▶ Exercise description:
Revise the lines from the one containing "task: segment the modern office building" through the final line, changing every "modern office building" to "glass office tower" and leaving everything else as it is. Return only those lines.

▶ Material supplied:
• • • • • • •

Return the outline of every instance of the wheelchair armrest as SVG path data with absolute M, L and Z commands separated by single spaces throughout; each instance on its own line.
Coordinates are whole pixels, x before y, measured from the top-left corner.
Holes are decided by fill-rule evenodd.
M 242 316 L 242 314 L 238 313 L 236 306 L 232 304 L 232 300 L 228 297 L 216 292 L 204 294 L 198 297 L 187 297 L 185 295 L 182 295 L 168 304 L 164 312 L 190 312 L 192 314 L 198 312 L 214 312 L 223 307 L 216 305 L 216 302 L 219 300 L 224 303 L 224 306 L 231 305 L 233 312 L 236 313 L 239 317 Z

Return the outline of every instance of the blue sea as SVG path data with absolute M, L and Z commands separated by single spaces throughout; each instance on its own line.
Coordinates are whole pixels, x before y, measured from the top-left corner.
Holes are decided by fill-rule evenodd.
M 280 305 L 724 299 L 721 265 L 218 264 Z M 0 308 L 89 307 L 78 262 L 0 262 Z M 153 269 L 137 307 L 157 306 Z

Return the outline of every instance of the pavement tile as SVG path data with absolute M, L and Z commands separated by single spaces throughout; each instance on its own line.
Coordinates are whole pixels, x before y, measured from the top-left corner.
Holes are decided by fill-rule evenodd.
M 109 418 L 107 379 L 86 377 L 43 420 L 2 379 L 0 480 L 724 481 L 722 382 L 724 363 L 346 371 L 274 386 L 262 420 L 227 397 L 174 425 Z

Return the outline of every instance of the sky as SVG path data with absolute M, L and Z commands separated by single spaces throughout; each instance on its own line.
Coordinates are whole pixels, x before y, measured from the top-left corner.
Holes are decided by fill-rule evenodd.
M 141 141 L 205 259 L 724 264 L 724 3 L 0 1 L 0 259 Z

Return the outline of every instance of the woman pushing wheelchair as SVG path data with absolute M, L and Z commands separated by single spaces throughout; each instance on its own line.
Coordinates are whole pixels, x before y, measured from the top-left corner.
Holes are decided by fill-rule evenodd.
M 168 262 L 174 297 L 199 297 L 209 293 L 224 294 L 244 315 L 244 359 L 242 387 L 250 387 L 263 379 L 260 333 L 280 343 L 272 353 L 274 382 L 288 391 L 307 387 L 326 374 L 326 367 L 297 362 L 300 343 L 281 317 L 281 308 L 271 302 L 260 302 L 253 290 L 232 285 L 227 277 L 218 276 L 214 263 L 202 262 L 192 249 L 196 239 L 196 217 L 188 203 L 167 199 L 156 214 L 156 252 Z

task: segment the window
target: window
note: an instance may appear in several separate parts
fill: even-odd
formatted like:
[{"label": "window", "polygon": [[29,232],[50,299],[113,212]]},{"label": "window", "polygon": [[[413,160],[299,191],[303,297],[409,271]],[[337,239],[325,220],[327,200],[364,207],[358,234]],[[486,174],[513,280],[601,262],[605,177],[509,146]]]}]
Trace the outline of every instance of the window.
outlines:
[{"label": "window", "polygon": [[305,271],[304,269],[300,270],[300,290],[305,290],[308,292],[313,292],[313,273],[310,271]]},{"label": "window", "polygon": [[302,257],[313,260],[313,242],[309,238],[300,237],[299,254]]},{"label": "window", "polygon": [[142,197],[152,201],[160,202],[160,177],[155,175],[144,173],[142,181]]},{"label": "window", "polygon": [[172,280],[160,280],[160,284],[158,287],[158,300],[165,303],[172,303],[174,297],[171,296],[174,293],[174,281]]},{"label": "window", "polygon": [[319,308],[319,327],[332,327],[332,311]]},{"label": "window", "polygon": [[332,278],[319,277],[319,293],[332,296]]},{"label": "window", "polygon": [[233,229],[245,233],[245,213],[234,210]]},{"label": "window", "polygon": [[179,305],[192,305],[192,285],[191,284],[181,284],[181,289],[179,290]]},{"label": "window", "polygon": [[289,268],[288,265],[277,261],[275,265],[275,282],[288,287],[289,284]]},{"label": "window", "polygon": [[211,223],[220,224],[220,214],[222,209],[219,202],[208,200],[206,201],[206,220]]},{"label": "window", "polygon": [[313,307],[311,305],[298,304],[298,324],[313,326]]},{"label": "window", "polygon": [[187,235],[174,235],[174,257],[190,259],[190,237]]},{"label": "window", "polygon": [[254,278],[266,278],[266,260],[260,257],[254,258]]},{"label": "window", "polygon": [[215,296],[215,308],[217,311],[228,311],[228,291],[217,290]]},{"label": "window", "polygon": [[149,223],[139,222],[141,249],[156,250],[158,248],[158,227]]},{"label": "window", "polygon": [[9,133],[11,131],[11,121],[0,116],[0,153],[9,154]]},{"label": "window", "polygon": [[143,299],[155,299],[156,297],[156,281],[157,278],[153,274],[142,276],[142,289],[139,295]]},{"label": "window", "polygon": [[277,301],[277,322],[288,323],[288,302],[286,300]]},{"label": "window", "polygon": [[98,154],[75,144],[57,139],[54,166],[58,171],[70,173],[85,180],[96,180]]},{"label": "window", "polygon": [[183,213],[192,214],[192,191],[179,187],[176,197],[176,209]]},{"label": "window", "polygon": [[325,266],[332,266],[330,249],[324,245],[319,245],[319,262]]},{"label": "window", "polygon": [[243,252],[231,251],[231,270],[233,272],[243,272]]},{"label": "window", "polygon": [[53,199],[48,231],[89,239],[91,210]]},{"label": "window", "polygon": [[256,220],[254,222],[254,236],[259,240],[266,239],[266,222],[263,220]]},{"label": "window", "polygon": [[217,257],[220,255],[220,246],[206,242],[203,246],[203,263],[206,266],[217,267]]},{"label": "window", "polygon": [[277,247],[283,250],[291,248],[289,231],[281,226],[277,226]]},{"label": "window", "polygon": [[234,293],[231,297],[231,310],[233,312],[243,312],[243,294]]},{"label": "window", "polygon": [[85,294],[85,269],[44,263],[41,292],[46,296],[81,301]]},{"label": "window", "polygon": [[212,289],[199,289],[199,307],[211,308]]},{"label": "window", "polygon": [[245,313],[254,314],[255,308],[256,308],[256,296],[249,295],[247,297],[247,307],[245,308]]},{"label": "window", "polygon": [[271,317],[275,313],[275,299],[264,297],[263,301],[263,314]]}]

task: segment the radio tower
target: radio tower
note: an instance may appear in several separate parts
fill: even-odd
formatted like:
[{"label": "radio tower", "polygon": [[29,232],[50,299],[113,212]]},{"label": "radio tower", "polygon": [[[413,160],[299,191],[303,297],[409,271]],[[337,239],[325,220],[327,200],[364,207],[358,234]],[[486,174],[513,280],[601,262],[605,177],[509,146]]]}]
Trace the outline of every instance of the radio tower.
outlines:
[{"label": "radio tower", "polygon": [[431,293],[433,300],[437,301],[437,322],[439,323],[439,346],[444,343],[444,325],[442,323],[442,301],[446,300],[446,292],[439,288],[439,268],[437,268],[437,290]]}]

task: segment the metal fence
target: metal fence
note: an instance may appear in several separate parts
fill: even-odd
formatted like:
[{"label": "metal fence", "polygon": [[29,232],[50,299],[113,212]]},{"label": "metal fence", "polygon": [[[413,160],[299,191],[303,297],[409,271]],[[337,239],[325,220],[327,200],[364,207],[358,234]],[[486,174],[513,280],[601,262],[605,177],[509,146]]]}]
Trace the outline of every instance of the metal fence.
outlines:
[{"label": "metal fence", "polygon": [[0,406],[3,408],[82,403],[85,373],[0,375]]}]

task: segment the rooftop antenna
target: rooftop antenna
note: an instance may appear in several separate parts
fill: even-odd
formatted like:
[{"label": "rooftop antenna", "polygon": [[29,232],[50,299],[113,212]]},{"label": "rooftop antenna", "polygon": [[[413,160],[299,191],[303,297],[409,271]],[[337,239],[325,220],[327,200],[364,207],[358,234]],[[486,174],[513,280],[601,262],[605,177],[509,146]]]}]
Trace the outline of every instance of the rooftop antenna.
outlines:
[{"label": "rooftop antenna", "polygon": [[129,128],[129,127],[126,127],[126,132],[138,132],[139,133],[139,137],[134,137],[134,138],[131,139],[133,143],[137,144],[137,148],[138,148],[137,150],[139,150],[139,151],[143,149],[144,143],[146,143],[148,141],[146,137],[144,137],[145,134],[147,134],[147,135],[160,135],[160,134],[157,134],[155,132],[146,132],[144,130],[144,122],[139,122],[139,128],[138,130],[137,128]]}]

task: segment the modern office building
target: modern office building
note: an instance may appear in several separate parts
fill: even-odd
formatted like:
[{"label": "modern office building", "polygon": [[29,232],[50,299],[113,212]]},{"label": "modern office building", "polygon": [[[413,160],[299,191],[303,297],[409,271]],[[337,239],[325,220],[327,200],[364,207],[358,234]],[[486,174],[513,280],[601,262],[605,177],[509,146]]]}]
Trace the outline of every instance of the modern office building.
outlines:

• • • • • • •

▶ Final result:
task: segment the glass office tower
target: glass office tower
note: an instance may appear in several separate parts
fill: even-odd
formatted like:
[{"label": "glass office tower", "polygon": [[29,232],[50,299],[113,212]]},{"label": "glass office tower", "polygon": [[[413,160],[299,191],[303,297],[409,271]],[[337,239],[325,220],[327,200],[364,207],[358,234]],[[486,174],[513,280],[601,262],[605,177],[509,146]]]}]
Trace the outline of every instance of the glass office tower.
outlines:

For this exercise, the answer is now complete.